Excerpts from location labeling data:
==*==

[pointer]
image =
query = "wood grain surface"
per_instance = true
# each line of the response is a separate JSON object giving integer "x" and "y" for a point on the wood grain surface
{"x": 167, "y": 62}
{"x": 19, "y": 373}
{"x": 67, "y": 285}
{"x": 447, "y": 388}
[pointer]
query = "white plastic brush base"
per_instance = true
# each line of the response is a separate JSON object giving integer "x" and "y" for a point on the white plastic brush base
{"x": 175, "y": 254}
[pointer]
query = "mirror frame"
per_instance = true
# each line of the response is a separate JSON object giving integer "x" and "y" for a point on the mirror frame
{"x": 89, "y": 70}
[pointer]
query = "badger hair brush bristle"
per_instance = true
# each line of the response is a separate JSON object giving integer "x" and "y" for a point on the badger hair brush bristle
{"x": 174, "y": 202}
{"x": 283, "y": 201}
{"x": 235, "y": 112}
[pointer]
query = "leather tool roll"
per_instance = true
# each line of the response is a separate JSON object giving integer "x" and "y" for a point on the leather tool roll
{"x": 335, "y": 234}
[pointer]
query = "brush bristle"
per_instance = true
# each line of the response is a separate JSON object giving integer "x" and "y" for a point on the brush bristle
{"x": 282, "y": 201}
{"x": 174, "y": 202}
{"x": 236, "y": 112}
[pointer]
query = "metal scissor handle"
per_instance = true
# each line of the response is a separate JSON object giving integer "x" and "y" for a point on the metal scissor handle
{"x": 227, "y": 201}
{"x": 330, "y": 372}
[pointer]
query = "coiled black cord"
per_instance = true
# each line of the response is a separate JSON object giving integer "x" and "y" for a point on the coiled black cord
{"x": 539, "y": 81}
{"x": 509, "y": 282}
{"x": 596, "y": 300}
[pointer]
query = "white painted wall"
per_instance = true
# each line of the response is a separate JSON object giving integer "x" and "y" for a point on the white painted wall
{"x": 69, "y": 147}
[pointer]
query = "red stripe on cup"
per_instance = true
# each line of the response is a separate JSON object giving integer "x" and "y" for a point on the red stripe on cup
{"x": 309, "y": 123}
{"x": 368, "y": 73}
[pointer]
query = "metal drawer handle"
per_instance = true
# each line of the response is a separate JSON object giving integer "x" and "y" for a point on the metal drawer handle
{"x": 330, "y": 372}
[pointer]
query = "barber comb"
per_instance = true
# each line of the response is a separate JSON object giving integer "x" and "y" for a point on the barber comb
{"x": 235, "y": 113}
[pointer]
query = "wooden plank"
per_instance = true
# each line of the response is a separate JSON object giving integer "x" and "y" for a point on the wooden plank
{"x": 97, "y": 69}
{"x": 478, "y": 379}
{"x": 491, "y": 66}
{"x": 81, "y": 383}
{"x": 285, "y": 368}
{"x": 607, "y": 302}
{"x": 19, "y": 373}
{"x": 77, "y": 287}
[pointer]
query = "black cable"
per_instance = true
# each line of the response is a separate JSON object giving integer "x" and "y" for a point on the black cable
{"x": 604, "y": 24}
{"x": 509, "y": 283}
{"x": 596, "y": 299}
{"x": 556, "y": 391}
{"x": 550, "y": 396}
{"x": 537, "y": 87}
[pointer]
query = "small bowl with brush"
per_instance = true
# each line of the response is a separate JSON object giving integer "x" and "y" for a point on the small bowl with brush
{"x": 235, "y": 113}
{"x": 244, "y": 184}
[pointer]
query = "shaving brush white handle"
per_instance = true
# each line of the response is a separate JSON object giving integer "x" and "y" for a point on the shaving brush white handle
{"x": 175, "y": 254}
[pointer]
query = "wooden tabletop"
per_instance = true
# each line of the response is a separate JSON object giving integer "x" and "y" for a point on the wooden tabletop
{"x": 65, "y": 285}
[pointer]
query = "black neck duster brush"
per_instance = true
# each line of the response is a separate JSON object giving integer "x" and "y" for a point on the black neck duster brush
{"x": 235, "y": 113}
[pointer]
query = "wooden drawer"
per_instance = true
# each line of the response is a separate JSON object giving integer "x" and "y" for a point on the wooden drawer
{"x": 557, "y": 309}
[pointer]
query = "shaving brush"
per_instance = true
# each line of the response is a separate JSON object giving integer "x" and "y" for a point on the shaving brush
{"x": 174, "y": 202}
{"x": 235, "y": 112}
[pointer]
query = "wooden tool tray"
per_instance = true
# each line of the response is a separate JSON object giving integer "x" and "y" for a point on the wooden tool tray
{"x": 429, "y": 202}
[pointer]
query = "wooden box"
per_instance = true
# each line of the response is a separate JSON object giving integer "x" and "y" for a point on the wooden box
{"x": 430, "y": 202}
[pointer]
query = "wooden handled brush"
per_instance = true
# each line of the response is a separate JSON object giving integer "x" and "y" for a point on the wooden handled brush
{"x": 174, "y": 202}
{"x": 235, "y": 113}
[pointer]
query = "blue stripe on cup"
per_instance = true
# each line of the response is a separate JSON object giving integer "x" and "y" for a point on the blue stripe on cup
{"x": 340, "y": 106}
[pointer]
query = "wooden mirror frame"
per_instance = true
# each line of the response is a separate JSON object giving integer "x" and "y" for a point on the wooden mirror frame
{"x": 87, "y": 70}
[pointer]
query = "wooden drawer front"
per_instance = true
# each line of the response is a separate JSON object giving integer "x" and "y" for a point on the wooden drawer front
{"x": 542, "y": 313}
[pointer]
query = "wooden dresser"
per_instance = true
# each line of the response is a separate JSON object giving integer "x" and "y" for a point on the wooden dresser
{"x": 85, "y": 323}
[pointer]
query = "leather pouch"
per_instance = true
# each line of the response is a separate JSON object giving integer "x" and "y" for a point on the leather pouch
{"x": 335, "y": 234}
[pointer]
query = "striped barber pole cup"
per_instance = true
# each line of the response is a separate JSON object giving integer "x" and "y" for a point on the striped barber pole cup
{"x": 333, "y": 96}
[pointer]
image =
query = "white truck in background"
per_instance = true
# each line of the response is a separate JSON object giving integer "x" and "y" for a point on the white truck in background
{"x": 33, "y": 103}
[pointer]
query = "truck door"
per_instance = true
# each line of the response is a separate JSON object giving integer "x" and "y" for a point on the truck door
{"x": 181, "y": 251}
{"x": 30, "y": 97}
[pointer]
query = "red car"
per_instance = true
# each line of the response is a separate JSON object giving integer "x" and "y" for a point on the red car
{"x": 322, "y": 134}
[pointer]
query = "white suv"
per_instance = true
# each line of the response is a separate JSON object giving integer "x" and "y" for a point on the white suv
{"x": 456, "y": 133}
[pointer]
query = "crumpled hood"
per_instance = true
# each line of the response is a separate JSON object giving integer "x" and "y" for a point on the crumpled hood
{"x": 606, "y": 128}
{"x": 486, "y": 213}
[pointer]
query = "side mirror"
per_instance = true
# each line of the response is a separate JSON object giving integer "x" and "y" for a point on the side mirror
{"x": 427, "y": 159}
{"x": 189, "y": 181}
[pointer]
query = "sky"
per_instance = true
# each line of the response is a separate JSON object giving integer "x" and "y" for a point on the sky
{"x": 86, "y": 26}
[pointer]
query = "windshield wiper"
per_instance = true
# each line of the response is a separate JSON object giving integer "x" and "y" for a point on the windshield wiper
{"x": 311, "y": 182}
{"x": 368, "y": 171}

==*==

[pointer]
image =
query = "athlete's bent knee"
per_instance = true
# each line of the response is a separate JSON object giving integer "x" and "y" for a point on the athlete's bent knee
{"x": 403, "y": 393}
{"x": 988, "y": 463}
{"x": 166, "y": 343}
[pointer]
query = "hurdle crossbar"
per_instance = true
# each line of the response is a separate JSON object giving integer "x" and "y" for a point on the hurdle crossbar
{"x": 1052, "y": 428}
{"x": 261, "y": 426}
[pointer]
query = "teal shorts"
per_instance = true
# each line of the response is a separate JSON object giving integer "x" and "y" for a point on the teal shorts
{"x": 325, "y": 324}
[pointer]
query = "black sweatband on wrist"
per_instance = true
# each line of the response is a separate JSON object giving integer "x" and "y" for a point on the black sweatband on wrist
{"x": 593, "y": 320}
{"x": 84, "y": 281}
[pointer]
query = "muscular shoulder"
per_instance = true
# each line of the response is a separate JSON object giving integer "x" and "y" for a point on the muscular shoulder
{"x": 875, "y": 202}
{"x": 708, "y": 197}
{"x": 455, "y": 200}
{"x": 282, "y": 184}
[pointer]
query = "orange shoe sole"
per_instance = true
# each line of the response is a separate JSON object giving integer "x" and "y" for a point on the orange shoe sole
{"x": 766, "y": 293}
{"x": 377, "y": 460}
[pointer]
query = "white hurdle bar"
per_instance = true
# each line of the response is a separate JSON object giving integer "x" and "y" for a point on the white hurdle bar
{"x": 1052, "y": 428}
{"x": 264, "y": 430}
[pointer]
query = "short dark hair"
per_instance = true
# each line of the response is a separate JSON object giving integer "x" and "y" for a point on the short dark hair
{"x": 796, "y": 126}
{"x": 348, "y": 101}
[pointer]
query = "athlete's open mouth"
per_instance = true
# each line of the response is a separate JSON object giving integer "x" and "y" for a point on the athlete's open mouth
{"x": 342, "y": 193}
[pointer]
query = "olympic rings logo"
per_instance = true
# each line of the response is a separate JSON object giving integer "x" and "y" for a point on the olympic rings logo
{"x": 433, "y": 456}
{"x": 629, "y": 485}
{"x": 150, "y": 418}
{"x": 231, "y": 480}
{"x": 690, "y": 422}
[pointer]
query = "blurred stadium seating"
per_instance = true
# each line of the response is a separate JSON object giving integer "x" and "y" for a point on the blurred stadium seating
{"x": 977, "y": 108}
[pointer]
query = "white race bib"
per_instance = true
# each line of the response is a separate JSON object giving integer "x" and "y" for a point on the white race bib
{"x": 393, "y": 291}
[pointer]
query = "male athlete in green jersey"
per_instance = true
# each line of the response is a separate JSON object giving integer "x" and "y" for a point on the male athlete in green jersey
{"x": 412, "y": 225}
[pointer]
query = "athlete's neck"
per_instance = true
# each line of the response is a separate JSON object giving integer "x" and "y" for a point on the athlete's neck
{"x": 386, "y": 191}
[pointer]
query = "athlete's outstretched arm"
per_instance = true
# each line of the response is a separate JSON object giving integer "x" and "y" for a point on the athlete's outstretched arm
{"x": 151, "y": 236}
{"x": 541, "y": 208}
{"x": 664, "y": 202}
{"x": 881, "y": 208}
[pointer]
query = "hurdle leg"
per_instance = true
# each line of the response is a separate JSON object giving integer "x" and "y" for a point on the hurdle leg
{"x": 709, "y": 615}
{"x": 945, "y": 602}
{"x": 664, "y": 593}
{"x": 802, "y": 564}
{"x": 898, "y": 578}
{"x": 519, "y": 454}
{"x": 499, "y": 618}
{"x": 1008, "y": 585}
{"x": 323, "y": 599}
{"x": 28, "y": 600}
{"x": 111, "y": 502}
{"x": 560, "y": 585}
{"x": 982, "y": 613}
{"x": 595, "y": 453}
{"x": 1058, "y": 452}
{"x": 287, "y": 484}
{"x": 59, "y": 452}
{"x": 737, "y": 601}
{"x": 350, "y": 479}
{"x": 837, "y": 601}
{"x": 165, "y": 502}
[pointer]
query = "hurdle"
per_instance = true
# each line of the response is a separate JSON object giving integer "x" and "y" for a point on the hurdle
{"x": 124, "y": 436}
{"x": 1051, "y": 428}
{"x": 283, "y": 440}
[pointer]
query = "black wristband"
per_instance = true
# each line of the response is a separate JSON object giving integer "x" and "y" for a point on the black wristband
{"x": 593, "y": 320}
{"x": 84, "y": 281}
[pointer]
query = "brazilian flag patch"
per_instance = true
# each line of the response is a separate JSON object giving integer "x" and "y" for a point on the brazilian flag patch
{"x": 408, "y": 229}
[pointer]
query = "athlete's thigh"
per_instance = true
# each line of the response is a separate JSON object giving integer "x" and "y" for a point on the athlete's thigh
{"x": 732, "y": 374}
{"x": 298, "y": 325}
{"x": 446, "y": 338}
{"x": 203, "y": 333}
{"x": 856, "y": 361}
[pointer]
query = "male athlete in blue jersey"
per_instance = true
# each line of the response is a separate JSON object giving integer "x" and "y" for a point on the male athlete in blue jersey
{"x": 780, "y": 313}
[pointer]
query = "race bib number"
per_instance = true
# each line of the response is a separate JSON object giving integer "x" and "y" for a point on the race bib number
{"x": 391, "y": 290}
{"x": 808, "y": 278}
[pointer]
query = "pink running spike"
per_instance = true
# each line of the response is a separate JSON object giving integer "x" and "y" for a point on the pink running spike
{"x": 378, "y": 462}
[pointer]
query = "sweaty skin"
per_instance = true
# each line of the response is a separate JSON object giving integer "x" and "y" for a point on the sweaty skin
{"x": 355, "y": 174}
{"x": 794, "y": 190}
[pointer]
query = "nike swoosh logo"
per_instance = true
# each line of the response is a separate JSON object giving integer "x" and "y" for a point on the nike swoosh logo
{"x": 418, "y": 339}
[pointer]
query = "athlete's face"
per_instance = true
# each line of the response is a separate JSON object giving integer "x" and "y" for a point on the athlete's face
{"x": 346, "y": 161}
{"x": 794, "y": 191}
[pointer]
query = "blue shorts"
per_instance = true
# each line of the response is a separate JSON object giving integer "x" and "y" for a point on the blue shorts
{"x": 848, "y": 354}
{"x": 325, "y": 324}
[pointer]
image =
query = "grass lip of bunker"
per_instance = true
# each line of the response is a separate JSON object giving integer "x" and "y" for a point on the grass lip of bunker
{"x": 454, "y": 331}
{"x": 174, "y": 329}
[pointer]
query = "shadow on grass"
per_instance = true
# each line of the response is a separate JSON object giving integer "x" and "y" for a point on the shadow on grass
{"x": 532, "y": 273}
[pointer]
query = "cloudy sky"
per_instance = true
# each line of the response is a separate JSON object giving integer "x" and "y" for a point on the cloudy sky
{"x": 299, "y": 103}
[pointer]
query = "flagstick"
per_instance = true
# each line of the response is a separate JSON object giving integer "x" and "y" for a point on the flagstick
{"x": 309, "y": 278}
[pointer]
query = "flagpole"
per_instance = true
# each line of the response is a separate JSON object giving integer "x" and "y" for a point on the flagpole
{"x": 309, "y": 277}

==*==

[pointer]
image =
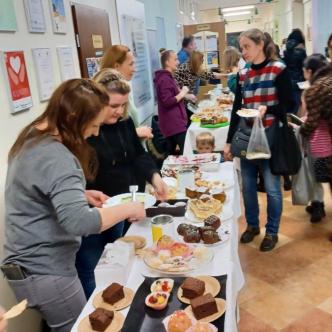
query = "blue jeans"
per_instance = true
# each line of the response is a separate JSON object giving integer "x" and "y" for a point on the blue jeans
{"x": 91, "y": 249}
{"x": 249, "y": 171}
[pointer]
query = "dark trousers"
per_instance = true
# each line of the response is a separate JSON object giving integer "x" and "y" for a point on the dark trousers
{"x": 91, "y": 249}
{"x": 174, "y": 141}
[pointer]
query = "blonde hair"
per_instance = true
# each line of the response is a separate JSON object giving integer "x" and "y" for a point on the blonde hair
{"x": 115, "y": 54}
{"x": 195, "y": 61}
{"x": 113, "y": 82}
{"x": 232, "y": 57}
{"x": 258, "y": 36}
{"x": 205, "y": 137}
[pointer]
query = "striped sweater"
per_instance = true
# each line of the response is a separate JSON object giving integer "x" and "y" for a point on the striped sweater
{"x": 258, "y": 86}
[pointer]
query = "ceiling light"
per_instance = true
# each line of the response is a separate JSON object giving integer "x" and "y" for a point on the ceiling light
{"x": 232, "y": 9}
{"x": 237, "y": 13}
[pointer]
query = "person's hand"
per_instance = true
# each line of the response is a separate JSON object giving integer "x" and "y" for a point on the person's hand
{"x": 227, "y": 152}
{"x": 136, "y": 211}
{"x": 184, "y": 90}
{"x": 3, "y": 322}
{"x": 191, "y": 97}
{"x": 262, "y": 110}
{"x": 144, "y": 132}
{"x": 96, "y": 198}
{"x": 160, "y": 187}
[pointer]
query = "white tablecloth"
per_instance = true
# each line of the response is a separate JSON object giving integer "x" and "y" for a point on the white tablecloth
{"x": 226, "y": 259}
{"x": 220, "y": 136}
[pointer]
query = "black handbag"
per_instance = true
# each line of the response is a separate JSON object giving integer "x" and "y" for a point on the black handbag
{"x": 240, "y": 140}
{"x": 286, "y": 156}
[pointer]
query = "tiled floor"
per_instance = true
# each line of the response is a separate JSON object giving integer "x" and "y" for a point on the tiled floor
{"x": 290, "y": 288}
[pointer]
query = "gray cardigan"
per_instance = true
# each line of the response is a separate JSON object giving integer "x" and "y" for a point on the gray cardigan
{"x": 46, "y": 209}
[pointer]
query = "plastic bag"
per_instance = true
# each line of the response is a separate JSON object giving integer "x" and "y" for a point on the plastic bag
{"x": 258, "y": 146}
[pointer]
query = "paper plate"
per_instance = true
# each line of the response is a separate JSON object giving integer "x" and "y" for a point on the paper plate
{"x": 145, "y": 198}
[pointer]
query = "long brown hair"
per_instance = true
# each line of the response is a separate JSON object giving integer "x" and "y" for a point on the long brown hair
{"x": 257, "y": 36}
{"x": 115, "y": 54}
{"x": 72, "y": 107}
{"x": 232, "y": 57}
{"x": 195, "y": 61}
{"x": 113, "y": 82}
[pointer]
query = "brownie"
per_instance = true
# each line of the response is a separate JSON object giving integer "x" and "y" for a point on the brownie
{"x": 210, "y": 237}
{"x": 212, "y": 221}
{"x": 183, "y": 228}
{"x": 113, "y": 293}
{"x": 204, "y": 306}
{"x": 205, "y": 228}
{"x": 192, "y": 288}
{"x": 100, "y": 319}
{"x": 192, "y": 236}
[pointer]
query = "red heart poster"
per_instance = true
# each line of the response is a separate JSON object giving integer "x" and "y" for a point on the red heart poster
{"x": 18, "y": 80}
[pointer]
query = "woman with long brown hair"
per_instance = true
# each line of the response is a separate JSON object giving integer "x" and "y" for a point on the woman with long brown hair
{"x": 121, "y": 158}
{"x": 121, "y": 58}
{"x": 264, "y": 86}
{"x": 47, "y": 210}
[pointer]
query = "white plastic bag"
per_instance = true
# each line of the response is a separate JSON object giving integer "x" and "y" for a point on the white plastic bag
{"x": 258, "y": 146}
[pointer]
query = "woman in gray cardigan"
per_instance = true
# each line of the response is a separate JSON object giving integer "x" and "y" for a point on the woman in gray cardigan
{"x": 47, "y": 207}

==*==

To be done: Filter the listing above, copying out each line that contains the word "with".

Result for this exercise:
query = "small bowl with brush"
# each line of the response is a separate JSON object giving integer "x" and "y" for a point on the small bowl with brush
query = "woman with long brown hair"
# each line of the response is a separate JSON object giving integer "x" and "y" for a point on the woman with long brown hair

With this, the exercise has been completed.